_SUPPLIED MATERIAL_.
━━━━

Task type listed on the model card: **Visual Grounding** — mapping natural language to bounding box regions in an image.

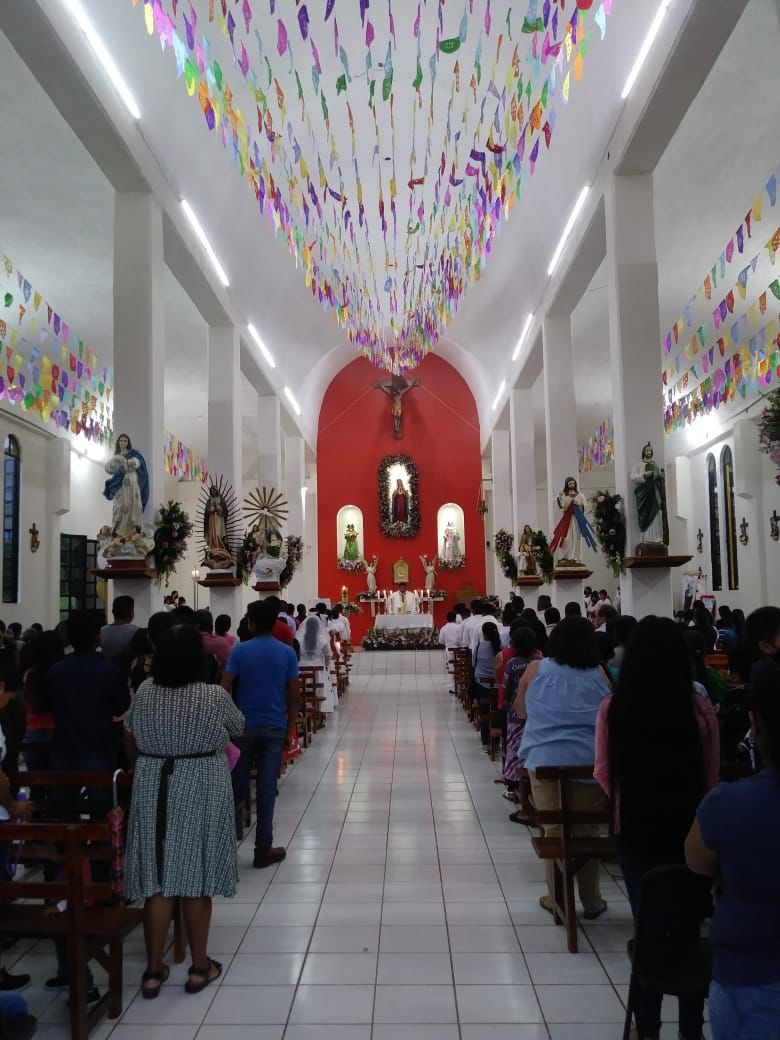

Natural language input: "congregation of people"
[440,589,780,1040]
[0,593,350,1040]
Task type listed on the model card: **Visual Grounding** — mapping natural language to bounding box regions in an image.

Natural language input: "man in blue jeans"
[223,600,300,869]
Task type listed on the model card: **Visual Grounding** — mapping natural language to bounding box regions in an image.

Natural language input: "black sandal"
[140,964,171,1000]
[184,957,223,993]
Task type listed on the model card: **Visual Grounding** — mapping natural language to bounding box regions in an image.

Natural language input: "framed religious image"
[378,456,420,538]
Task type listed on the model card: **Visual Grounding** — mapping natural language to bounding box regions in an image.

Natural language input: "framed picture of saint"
[378,456,420,538]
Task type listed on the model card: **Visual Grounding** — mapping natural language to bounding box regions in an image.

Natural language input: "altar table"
[374,614,434,629]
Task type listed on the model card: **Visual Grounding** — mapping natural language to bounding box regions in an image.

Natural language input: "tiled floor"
[9,653,711,1040]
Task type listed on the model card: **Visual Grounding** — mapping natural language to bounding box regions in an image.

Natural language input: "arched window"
[3,434,22,603]
[721,446,739,589]
[707,454,723,592]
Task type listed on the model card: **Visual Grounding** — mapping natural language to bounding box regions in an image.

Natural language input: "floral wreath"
[379,454,420,538]
[591,491,626,578]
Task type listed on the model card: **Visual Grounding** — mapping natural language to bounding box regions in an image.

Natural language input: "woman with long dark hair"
[685,672,780,1040]
[594,616,720,1040]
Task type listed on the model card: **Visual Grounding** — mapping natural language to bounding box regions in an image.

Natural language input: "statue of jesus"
[373,375,420,441]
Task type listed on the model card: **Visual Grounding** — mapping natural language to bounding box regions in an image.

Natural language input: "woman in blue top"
[685,672,780,1040]
[515,618,610,920]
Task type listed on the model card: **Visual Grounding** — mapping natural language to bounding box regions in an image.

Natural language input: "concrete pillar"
[490,430,513,600]
[109,192,165,625]
[284,434,307,602]
[542,315,591,615]
[255,394,283,491]
[606,174,673,618]
[208,326,243,625]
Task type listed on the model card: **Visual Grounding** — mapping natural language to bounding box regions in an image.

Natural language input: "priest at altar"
[387,581,420,614]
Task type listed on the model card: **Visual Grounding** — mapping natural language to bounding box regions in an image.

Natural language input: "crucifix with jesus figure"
[373,375,420,441]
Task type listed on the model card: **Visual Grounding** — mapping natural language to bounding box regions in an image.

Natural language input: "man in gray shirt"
[100,596,138,660]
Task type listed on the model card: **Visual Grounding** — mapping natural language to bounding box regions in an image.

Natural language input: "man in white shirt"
[388,581,419,614]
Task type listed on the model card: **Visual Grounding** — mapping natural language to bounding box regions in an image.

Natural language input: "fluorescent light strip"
[621,0,672,101]
[284,387,301,415]
[181,199,230,289]
[246,322,277,368]
[63,0,140,120]
[512,311,534,361]
[547,184,591,278]
[493,380,506,412]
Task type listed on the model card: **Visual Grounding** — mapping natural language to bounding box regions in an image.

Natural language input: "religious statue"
[390,477,409,523]
[343,523,360,562]
[517,523,537,577]
[441,520,463,564]
[631,442,669,556]
[366,556,380,596]
[373,375,420,441]
[420,553,436,596]
[103,434,149,538]
[550,476,596,567]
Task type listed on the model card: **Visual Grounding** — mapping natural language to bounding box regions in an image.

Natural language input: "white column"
[208,326,243,625]
[490,430,513,600]
[255,394,283,491]
[284,434,307,602]
[542,315,590,615]
[110,192,165,624]
[606,174,673,618]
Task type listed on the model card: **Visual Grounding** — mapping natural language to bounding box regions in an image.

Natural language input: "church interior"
[0,0,780,1040]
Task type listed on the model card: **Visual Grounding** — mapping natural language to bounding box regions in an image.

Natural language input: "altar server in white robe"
[388,581,420,614]
[297,614,337,713]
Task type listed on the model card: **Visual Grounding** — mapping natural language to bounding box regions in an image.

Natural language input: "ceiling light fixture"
[512,311,534,361]
[493,380,506,412]
[62,0,140,120]
[181,199,230,289]
[246,322,277,368]
[621,0,672,101]
[547,184,591,278]
[284,387,301,415]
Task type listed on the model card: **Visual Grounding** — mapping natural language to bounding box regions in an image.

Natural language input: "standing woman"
[125,625,243,999]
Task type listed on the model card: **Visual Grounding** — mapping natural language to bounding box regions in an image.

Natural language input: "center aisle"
[112,652,690,1040]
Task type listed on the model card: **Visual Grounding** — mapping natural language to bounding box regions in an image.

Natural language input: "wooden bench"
[531,765,616,954]
[0,823,142,1040]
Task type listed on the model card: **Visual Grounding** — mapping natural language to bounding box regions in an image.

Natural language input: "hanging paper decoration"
[131,0,612,372]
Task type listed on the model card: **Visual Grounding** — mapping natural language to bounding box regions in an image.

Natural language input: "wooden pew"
[531,765,616,954]
[0,823,142,1040]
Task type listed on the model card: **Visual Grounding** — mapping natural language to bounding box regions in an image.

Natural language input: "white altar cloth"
[374,614,434,629]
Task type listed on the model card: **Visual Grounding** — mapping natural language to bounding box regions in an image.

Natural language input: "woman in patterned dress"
[125,625,243,999]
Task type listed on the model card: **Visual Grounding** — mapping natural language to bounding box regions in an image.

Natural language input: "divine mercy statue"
[441,520,463,564]
[343,523,360,562]
[103,434,149,539]
[631,442,669,555]
[550,476,596,567]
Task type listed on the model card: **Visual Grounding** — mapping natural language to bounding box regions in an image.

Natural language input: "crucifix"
[373,375,420,441]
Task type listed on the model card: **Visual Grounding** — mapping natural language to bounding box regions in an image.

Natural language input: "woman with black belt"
[125,625,243,999]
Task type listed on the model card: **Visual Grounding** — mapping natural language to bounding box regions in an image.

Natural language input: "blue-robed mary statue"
[103,434,149,538]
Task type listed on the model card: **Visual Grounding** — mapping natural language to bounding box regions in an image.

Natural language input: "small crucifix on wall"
[373,375,420,441]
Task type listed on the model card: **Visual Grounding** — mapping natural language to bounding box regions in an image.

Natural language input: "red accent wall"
[317,354,485,644]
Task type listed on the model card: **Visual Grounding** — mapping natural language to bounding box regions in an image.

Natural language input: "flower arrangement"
[154,501,192,589]
[530,530,555,584]
[758,390,780,484]
[493,529,517,581]
[236,528,260,584]
[363,628,441,650]
[591,491,626,578]
[379,454,420,538]
[336,556,366,574]
[279,535,304,589]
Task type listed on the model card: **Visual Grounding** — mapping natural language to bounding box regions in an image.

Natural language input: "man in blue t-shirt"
[223,600,300,869]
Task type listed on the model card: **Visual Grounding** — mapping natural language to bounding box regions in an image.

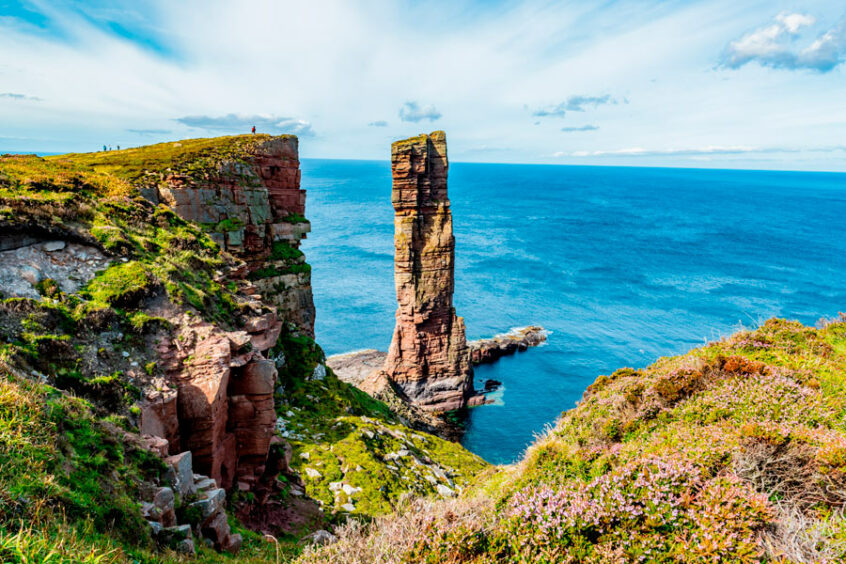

━━━━

_EXERCISE DESCRIPTION_. Copy the records word for word from the very beginning up to and including the line that contains "[184,957,223,993]". Leave the pictures out of your copy.

_SOLUTION TO THIS EXERCISE_.
Task type listed on the model card: **Visual Grounding** — mapping natural language to bounding box regions in an image.


Natural language input: "congregation of people"
[440,589,780,1040]
[0,593,350,1040]
Task type listed on the model card: **Visual Grounding** — mapping natural language to bounding box regions in an image.

Natural language input: "man in blue jeans"
[223,600,300,869]
Task type listed on the model card: **Visual Grounding** — mapping natural language to bounding box regions in an image.

Natural language input: "black sandal"
[140,964,171,1000]
[184,957,223,993]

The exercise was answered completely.